==== Trecho exibido ====

De minha família... Que posso contar? Meu pai chamava-se Patrício e minha mãe Mônica. Seu casamento não andou muito bem... Eram diferentes em quase tudo: caráter, idade, formação, religião,... Casaram-se por conveniências familiares (na época muito freqüentes) e, especialmente, minha mãe teve que suportar muita coisa que não lhe agradava... Não se divorciaram porque ela, cristã autêntica, não admitia isso... Preferiu calar, tolerar e rezar. Um método aparentemente não muito efetivo mas que deu bom resultado. Com sua tenacidade e constância meu pai chegou a mudar.

Éramos três irmãos. Eu era o mais velho. Minha infância foi como a de todos os meninos. Talvez mais inquieto e mais levado do que a maioria...

Na época não havia o costume de batizar as crianças. A única coisa que se fazia era dar o sinal da cruz como promessa de que um dia seria cristão. Eu, no entanto, estive a ponto de ser batizado porque tive uma doença bastante grave. Quase morro... Mas tudo passou e as coisas ficaram como estavam.

Deus já cuidava de mim sem que eu soubesse.

Também fui à escola, como todos, embora prefiro não lembrar. Ali se aplicava o método "se não vai por bem, vai por mal"... Se dependesse dos golpes que apanhei deveria ter-me tornado um sábio. Rezava a Deus para livrar-me dos professores, mas... nada!

Meus pais estavam empenhados em que eu estudasse a qualquer custo... Já sabes... Meu pai, que era funcionário da Prefeitura, queria que seus filhos fossem mais do que ele, sobretudo eu, que parecia prometer muito...

==== Dados registrados ====

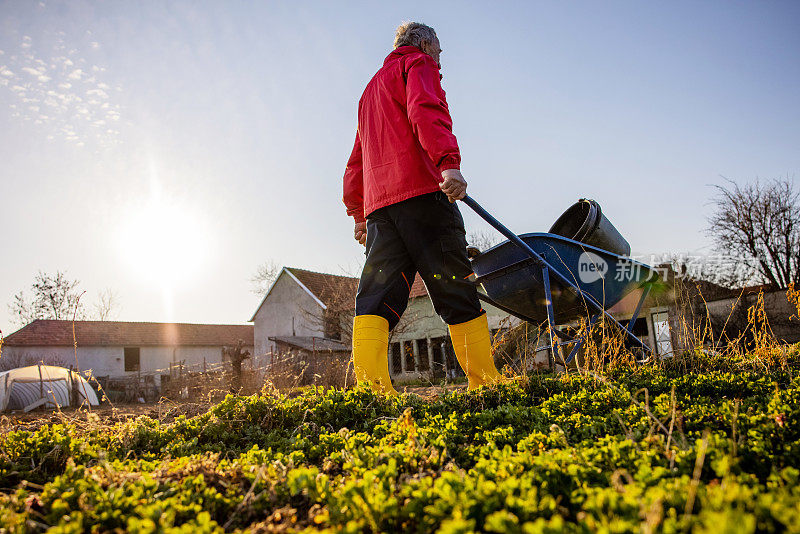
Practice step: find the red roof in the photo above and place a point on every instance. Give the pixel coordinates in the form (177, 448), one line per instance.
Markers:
(418, 288)
(46, 333)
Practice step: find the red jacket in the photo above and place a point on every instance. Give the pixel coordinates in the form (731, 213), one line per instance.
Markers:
(405, 135)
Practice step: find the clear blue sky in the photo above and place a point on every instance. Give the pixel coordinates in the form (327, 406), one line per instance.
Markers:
(222, 128)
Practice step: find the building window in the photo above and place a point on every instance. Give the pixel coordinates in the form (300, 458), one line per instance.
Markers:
(131, 358)
(410, 363)
(437, 344)
(397, 365)
(422, 347)
(661, 334)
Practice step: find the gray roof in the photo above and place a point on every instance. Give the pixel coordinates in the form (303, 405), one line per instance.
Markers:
(313, 343)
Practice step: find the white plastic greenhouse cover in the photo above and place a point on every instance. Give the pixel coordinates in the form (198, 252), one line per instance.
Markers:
(24, 386)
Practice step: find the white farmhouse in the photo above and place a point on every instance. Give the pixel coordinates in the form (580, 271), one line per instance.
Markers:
(304, 311)
(310, 313)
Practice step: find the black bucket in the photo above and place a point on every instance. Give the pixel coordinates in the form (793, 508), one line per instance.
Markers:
(584, 222)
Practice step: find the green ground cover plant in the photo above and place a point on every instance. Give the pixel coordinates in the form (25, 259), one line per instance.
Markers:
(690, 445)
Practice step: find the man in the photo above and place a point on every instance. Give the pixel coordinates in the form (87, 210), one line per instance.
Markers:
(400, 186)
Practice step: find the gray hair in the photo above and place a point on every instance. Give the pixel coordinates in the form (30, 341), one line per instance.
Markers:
(413, 34)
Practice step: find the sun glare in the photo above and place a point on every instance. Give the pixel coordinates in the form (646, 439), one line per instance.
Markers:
(164, 244)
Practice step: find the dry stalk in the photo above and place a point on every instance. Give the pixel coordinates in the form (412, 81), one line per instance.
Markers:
(698, 469)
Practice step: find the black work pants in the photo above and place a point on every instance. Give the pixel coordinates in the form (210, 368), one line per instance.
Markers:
(423, 234)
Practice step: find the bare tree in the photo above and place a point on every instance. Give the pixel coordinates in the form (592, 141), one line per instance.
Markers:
(265, 276)
(760, 222)
(107, 306)
(482, 240)
(718, 269)
(54, 297)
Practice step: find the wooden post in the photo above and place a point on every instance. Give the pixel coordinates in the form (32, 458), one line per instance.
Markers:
(41, 383)
(70, 400)
(431, 368)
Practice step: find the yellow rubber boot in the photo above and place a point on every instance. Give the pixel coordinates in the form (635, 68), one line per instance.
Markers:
(371, 352)
(473, 347)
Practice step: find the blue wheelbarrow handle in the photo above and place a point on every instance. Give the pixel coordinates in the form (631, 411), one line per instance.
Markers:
(546, 267)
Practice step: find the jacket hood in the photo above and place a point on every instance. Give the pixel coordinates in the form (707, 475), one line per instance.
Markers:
(402, 51)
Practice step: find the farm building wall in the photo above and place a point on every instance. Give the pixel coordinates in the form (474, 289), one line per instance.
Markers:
(288, 310)
(110, 361)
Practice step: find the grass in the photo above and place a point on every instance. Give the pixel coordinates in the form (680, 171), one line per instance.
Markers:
(707, 441)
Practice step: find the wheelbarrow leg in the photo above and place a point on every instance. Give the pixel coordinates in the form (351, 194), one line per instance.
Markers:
(635, 315)
(579, 344)
(551, 320)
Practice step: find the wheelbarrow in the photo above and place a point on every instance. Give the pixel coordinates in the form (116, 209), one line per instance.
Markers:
(540, 277)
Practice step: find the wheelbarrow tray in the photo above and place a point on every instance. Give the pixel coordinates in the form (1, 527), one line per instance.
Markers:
(512, 279)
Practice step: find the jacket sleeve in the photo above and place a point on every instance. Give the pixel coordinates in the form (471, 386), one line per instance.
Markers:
(354, 183)
(429, 114)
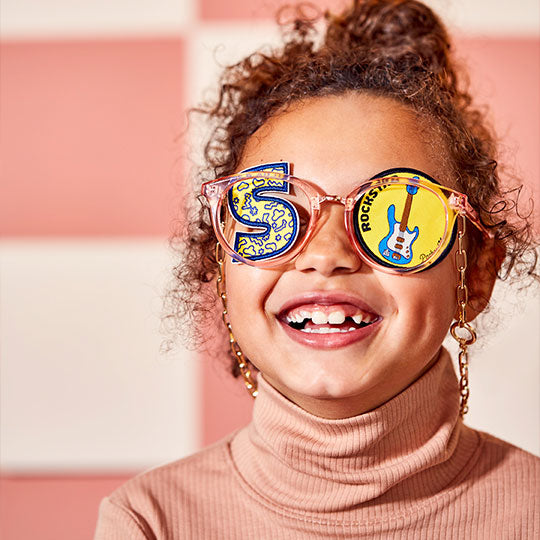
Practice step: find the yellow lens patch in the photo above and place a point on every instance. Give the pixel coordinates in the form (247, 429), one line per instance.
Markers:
(402, 224)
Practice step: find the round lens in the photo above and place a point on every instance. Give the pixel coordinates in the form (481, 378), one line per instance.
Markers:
(264, 218)
(402, 224)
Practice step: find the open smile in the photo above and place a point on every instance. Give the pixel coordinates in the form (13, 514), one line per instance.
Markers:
(328, 321)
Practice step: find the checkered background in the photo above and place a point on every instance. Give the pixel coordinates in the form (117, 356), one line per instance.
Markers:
(93, 165)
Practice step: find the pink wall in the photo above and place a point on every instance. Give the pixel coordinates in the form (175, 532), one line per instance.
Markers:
(88, 137)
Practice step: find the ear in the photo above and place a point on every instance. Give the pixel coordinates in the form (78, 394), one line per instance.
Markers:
(481, 275)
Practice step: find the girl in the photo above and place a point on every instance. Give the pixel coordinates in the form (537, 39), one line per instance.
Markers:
(356, 199)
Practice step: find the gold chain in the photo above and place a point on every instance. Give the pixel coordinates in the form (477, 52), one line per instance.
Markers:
(470, 335)
(242, 363)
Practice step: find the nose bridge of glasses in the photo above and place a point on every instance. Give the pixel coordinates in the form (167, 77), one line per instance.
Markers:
(347, 202)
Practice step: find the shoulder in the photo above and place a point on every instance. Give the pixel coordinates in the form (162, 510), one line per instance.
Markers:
(145, 502)
(212, 462)
(501, 466)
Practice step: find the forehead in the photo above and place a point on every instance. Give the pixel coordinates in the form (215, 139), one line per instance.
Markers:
(338, 141)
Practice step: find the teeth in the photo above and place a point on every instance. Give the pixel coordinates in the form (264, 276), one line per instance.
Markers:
(336, 317)
(319, 317)
(327, 330)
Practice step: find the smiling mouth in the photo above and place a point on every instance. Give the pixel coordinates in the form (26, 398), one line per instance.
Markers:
(321, 319)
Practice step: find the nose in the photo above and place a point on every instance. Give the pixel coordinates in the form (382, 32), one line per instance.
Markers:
(329, 250)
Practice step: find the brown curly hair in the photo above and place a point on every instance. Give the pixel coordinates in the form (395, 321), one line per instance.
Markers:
(392, 48)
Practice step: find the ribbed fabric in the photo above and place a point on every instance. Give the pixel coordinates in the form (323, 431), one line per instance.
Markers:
(409, 469)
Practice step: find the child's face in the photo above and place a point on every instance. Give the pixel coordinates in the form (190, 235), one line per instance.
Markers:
(337, 142)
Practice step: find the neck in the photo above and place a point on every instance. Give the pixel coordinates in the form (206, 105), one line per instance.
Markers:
(349, 406)
(408, 445)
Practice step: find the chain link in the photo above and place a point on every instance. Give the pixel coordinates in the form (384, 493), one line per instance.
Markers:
(461, 330)
(241, 362)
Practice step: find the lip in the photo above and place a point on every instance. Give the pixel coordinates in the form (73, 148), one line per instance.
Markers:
(325, 298)
(334, 340)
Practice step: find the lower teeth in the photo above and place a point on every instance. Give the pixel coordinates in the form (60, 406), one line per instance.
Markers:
(327, 330)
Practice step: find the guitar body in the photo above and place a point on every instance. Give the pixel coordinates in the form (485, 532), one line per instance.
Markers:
(396, 247)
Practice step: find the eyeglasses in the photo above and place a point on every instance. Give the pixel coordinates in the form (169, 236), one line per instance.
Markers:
(400, 221)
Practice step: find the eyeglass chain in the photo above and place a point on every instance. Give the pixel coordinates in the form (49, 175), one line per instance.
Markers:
(462, 294)
(242, 363)
(461, 324)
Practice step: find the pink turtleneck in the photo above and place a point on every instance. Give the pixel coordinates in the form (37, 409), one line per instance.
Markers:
(408, 469)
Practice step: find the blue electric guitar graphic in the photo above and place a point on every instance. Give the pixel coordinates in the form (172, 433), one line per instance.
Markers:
(396, 247)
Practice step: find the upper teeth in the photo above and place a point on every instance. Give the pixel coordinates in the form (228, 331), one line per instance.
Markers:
(320, 317)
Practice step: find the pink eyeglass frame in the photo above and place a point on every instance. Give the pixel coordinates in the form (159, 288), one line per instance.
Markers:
(215, 191)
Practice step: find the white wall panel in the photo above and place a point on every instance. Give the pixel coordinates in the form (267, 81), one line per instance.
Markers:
(83, 384)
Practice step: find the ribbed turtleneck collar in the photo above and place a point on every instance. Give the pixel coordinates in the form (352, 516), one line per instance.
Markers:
(408, 449)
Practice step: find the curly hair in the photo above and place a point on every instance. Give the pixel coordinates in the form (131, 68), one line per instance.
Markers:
(397, 49)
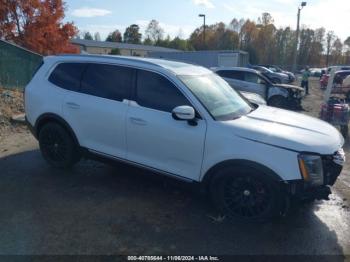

====

*Tarefa 1*.
Devolva, sem mudar nada, o pedaço do relato sobre a família e a infância que começa nas palavras "De minha família..." e para logo depois de "chegou a mudar.".
*Tarefa 2*.
Diga se cada afirmação concorda com o relato sobre a família e a infância, respondendo sim ou não e citando as palavras do texto que decidem: (a) Os pais se divorciaram. (b) Eram três irmãos. (c) O pai trabalhava na Prefeitura.
*Tarefa 3*.
Escreva a continuação do relato sobre a família e a infância a partir da última frase mostrada.
O material não entra em nada disto.

*Resposta 1*.
De minha família... Que posso contar? Meu pai chamava-se Patrício e minha mãe Mônica. Seu casamento não andou muito bem... Eram diferentes em quase tudo: caráter, idade, formação, religião,... Casaram-se por conveniências familiares (na época muito freqüentes) e, especialmente, minha mãe teve que suportar muita coisa que não lhe agradava... Não se divorciaram porque ela, cristã autêntica, não admitia isso... Preferiu calar, tolerar e rezar. Um método aparentemente não muito efetivo mas que deu bom resultado. Com sua tenacidade e constância meu pai chegou a mudar.

*Resposta 2*.
(a) Não: "Não se divorciaram porque ela, cristã autêntica, não admitia isso..."
(b) Sim: "Éramos três irmãos."
(c) Sim: "Meu pai, que era funcionário da Prefeitura"

*Resposta 3*.
Esta foi a razão pela qual, uma vez que aprendi tudo o que ensinavam na escola de Tagaste, meus pais enviaram-me a Madaura para prosseguir os estudos.

Era uma cidade a 30 km. ao sul de meu povoado; maior, mais culta e importante que Tagaste.

Ali passei minha adolescência...

Dos estudos de Gramática, que era o que estudava, não posso queixar-me. Meus professores diziam que teria um brilhante futuro.

Mas o que mais me entusiasmava era a amizade: fazer amigos e conservá-los...

"Amar e ser amado" foi meu lema, ao qual dediquei-me apaixonadamente...

Vivi estes anos longe do controle de minha família, à vontade, sem limites, sem freio... Os ensinamentos cristãos que minha mãe tinha-me inculcado estavam esquecidos ou rejeitados. Por que continuar umas normas que pareciam por limites à minha liberdade e aos meus instintos?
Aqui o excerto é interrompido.